Goal:
Output the data below in full, byte for byte. Nothing may differ.
· · · ·
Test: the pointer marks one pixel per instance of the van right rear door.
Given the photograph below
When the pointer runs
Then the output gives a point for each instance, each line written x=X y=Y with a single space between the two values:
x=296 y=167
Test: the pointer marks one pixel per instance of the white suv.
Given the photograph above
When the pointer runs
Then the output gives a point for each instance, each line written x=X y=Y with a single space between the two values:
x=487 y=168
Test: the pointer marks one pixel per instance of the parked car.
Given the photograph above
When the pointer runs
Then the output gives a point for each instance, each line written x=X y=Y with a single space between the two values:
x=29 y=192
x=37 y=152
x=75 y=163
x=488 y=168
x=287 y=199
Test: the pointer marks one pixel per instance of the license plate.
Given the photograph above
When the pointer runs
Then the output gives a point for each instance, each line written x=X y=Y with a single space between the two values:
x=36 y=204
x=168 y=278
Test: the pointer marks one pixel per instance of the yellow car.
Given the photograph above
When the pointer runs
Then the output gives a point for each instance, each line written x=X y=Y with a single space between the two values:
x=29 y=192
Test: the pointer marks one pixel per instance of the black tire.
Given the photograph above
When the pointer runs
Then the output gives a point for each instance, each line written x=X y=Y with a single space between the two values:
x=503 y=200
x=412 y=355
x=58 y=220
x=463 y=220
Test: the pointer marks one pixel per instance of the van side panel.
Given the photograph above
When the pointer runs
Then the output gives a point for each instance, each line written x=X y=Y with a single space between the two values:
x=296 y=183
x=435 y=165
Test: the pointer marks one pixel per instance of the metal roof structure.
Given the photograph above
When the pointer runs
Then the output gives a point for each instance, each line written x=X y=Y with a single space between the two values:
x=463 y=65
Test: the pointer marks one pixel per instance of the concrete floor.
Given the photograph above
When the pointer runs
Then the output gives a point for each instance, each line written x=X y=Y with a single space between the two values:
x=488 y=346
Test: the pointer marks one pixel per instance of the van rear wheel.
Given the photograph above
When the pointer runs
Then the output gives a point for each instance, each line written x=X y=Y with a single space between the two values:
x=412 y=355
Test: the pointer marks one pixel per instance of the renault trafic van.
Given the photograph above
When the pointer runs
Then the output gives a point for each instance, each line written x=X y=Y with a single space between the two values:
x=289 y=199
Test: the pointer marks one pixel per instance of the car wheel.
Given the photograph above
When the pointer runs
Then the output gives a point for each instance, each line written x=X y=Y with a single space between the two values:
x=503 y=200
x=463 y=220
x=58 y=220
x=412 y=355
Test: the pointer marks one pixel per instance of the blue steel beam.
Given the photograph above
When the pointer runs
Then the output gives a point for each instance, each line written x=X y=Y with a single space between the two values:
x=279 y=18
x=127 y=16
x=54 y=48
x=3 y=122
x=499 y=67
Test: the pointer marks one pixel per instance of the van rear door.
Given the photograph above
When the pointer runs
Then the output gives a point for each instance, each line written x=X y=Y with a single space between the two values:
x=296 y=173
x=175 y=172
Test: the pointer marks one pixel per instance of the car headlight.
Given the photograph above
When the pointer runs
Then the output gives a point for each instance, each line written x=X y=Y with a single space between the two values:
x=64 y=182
· · · ·
Solution to this task:
Test: the pointer marks one pixel per instance of the van right rear door.
Given the photograph below
When the pointer runs
Then the output gives a point for each instance, each line written x=X y=Y with a single space between the two values:
x=296 y=167
Test: the pointer marks one pixel per instance of the white suv.
Given the photograph above
When the pointer runs
Then the output gives a point for each instance, each line written x=X y=Y with a single space between the two values:
x=487 y=168
Test: the pointer marks one pixel per instance of the parked car.
Given the photograph above
When the pointer runs
Then the output gives a point for each instance, each line written x=X y=Y with a single space between the two values:
x=29 y=192
x=37 y=152
x=75 y=163
x=488 y=168
x=287 y=199
Test: the pointer marks one pixel per instance of the license plate.
Given the photograph above
When the pointer runs
Then the output gives a point for each instance, each line written x=X y=Y with a single space between the two values:
x=36 y=204
x=168 y=278
Test: the pointer marks one pixel per instance of the yellow car.
Given the photograph above
When the pointer runs
Then the output gives a point for each instance, each line written x=X y=Y with a single space between the two values:
x=29 y=192
Test: the pointer marks one pixel per instance of the black tire.
Given the photograph above
When the pointer runs
Then the output gives a point for each instance, each line written x=X y=Y with a single space between the two values:
x=503 y=200
x=412 y=355
x=58 y=220
x=463 y=220
Test: the pointer marks one pixel per instance of the van side panel.
Given the photograph above
When the pointer runs
Then the output gives a point for each instance, each line written x=X y=Y with a single space between the two values:
x=296 y=183
x=435 y=165
Test: the pointer marks one pixel per instance of the metal roof structure.
Given the photograph above
When the pointer runs
Then the output gives a point for each instance, each line written x=X y=Y with a single space between the two values:
x=463 y=65
Test: the pointer marks one pixel per instance of the concrete floor.
Given the photograph above
When the pointer runs
Then the output gives a point for each instance, each line written x=X y=Y with a single space between the two values:
x=488 y=346
Test: the pointer marks one pixel per instance of the van rear wheel.
Given the photograph above
When the pointer runs
Then the output gives a point for each instance, each line written x=X y=Y with a single space between the two values:
x=412 y=355
Test: the pointer marks one pixel per instance of the renault trafic van.
Given the photograph above
When the pointer runs
Then the output gives a point for each instance, each line written x=X y=Y with a single space between the two values:
x=289 y=199
Test: the pointer marks one pixel per instance of the car wheel.
Given the photograph above
When the pointer runs
Then the output gives a point for each instance, each line written x=X y=Y with a single space between the two values:
x=503 y=200
x=463 y=220
x=58 y=220
x=412 y=355
Test: the pointer marks one pixel per instance of the blue steel beam.
Given the photograph above
When the pointer runs
Then the output gives a point for each instance, each line written x=X y=Y with a single space between the two values:
x=279 y=18
x=127 y=16
x=54 y=48
x=3 y=122
x=499 y=67
Test: the pointer marks one pixel per instance of the van rear door.
Given the photograph above
When the pointer runs
Then the output gives a point for each instance, each line written x=X y=Y with a single space between the two values:
x=296 y=173
x=175 y=172
Test: the pointer marks one pixel per instance of the car headlight.
Given the photograph above
When the pointer runs
Then the output gives a point for each instance, each line written x=X y=Y with a single space between the two values:
x=64 y=182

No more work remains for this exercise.